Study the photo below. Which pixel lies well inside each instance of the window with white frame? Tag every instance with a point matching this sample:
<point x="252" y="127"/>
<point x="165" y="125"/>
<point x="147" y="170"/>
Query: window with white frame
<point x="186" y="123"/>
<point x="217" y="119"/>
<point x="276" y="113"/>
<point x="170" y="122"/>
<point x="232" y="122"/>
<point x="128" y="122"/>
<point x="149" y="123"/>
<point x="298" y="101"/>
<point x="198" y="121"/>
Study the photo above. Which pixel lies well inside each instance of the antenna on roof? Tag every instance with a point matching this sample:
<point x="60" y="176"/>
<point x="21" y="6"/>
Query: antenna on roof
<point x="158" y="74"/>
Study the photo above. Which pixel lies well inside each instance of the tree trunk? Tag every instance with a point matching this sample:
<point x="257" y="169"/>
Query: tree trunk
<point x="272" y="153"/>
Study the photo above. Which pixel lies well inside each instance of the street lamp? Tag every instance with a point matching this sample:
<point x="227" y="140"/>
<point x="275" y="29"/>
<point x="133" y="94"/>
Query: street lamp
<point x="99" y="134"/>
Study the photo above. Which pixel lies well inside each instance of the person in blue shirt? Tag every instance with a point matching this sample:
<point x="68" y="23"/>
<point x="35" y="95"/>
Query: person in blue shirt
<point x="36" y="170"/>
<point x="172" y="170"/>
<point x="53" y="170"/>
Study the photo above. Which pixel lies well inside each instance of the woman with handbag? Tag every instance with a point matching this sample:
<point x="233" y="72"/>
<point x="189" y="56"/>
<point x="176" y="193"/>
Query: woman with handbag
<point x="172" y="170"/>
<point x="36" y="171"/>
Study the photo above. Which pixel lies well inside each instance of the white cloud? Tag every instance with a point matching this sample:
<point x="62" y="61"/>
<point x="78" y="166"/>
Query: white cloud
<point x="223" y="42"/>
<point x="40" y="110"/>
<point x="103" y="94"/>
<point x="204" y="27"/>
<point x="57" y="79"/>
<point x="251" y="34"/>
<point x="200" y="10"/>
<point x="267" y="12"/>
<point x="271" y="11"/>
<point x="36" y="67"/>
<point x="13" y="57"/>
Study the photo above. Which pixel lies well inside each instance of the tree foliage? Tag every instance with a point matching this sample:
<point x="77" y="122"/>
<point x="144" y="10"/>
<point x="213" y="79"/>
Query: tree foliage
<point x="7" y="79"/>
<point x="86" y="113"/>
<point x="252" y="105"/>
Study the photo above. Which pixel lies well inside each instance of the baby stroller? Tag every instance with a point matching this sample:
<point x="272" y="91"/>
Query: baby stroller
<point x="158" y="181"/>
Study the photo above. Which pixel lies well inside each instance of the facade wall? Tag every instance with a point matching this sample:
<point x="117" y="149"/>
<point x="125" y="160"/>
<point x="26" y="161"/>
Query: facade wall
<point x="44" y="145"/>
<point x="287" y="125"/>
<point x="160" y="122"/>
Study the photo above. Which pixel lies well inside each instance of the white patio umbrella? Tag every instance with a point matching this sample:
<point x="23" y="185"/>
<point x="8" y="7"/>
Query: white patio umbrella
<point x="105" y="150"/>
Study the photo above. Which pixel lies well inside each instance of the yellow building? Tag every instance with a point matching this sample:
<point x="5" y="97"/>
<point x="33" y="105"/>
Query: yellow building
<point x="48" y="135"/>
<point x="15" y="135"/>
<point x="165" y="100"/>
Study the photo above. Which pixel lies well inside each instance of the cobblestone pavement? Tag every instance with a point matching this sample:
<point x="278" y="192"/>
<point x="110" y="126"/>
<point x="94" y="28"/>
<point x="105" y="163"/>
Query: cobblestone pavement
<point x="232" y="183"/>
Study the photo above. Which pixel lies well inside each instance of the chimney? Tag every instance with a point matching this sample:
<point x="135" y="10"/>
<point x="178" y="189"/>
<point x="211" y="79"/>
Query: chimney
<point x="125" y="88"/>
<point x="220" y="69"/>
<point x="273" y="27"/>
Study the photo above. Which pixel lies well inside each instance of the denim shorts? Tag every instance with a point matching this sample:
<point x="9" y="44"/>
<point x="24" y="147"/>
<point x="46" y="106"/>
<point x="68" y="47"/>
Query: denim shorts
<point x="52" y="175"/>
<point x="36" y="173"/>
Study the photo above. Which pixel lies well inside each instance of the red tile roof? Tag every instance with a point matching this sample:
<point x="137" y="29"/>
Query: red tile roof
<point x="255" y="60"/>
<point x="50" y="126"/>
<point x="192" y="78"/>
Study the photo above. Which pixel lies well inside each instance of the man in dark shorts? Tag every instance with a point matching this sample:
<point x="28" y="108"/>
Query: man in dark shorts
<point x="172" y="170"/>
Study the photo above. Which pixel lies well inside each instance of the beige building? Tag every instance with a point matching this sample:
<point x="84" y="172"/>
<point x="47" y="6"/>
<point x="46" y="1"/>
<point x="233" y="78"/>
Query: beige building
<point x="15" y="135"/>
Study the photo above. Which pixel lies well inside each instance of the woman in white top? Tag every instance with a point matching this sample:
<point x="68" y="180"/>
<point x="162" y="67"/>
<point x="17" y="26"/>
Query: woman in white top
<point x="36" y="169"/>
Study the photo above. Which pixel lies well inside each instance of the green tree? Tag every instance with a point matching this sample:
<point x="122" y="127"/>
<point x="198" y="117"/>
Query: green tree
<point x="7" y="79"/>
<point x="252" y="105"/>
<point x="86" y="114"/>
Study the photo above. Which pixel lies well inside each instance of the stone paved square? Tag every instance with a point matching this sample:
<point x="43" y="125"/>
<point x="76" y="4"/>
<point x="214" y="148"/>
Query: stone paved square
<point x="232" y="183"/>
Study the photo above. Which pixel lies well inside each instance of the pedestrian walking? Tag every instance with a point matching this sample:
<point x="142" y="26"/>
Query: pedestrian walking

AIM OF THE TASK:
A reply that repeats all the data exactly is required.

RESPONSE TO THIS TASK:
Study the photo below. Which pixel lies well inside each instance of the window with white frame? Tag every instance with a point matching this sample:
<point x="252" y="127"/>
<point x="165" y="125"/>
<point x="147" y="170"/>
Query: window with white frame
<point x="186" y="123"/>
<point x="217" y="119"/>
<point x="276" y="113"/>
<point x="170" y="122"/>
<point x="232" y="122"/>
<point x="128" y="122"/>
<point x="149" y="123"/>
<point x="298" y="101"/>
<point x="198" y="121"/>
Study the photo above. Which pixel lies well inside each instance of the antenna on roof? Tag every instance with a point matching this sample:
<point x="60" y="176"/>
<point x="21" y="6"/>
Query: antenna on roof
<point x="158" y="74"/>
Study the photo above. Which pixel lies well inside each instance of the tree trunk? Tag every instance with a point matching this sample:
<point x="257" y="169"/>
Query: tree trunk
<point x="272" y="153"/>
Study the photo above. Which pixel lies well inside each instance of the street lamp? Tag every instance with a point matching this sample:
<point x="227" y="140"/>
<point x="275" y="29"/>
<point x="133" y="94"/>
Query: street lamp
<point x="99" y="134"/>
Study the photo above. Which pixel lies well inside each instance of the person in blue shirt? Tag every instance with a point matching this sample:
<point x="68" y="23"/>
<point x="35" y="95"/>
Query: person in blue shirt
<point x="36" y="170"/>
<point x="172" y="170"/>
<point x="53" y="170"/>
Study the photo above. Which pixel lies well inside each instance of the woman with handbag? Tag every instance with a point matching this sample:
<point x="233" y="72"/>
<point x="189" y="56"/>
<point x="176" y="193"/>
Query: woman with handbag
<point x="172" y="170"/>
<point x="36" y="171"/>
Study the photo above. Which pixel lies well inside each instance of the white cloud? Tag every instance with a point matching this sample:
<point x="62" y="61"/>
<point x="78" y="166"/>
Query: white cloud
<point x="223" y="42"/>
<point x="40" y="110"/>
<point x="103" y="94"/>
<point x="204" y="27"/>
<point x="57" y="79"/>
<point x="251" y="34"/>
<point x="200" y="10"/>
<point x="267" y="12"/>
<point x="271" y="11"/>
<point x="36" y="67"/>
<point x="13" y="57"/>
Study the photo above. Which pixel lies well inside each instance of the tree foliage? Tag every instance with a point matching this sample:
<point x="77" y="122"/>
<point x="144" y="10"/>
<point x="213" y="79"/>
Query: tree foliage
<point x="7" y="79"/>
<point x="86" y="113"/>
<point x="252" y="105"/>
Study the photo above. Which pixel lies well inside each instance of the baby stroller? Tag every instance with a point matching this sample:
<point x="272" y="91"/>
Query: baby stroller
<point x="158" y="181"/>
Study the photo above. Which pixel lies well inside each instance of the facade wall? Tag every instance with a point matching this sample:
<point x="117" y="149"/>
<point x="125" y="160"/>
<point x="26" y="161"/>
Query: facade wall
<point x="44" y="145"/>
<point x="287" y="125"/>
<point x="160" y="122"/>
Study the photo above. Which pixel lies well inside each instance of the white patio umbrella? Tag every instance with a point matching this sample:
<point x="23" y="185"/>
<point x="8" y="7"/>
Query: white patio umbrella
<point x="105" y="150"/>
Study the photo above. Which pixel lies well inside each instance of the yellow building? Tag every instance with a point matching this sample:
<point x="5" y="97"/>
<point x="33" y="105"/>
Query: yellow building
<point x="48" y="135"/>
<point x="15" y="135"/>
<point x="165" y="100"/>
Study the photo above. Which pixel lies well inside each instance of the cobblestone pavement? Tag every instance with a point matching this sample:
<point x="278" y="192"/>
<point x="110" y="126"/>
<point x="94" y="28"/>
<point x="105" y="163"/>
Query: cobblestone pavement
<point x="232" y="183"/>
Study the photo above. Which pixel lies well inside each instance of the chimney? Tag every instance with a point matching this sample:
<point x="135" y="10"/>
<point x="178" y="189"/>
<point x="211" y="79"/>
Query: chimney
<point x="125" y="88"/>
<point x="220" y="69"/>
<point x="273" y="27"/>
Study the photo above. Which pixel lies well inside each instance of the denim shorts? Tag every instance with a point matching this sample:
<point x="9" y="44"/>
<point x="24" y="147"/>
<point x="46" y="106"/>
<point x="68" y="47"/>
Query: denim shorts
<point x="52" y="175"/>
<point x="36" y="173"/>
Study the photo above. Which pixel lies well inside each instance of the red tile roof? Tag every instance with a point matching this sample:
<point x="137" y="29"/>
Query: red tile roof
<point x="255" y="60"/>
<point x="50" y="126"/>
<point x="192" y="78"/>
Study the photo above. Which pixel lies well inside each instance of the man in dark shorts? Tag every instance with a point matching this sample:
<point x="28" y="108"/>
Query: man in dark shorts
<point x="172" y="170"/>
Study the photo above. Which pixel lies well inside each instance of the beige building? Tag every instance with a point matching this sample:
<point x="84" y="172"/>
<point x="47" y="6"/>
<point x="46" y="1"/>
<point x="233" y="78"/>
Query: beige building
<point x="15" y="135"/>
Study the photo above. Which pixel lies well inside each instance of the woman in white top? Tag every instance with a point matching this sample:
<point x="68" y="180"/>
<point x="162" y="67"/>
<point x="17" y="26"/>
Query: woman in white top
<point x="36" y="169"/>
Study the photo above. Which pixel lies well inside each instance of the green tree? Tag every instance with a point matching this sample:
<point x="122" y="127"/>
<point x="198" y="117"/>
Query: green tree
<point x="7" y="79"/>
<point x="252" y="105"/>
<point x="86" y="114"/>
Study the photo above. Which pixel lies well inside each instance of the stone paved square? Tag every instance with a point matching this sample:
<point x="43" y="125"/>
<point x="76" y="4"/>
<point x="214" y="148"/>
Query: stone paved square
<point x="232" y="183"/>
Study the photo above. Which pixel lies well inside each instance of the pedestrian walking? Tag every instance with a point matching this sample:
<point x="142" y="26"/>
Query: pedestrian walking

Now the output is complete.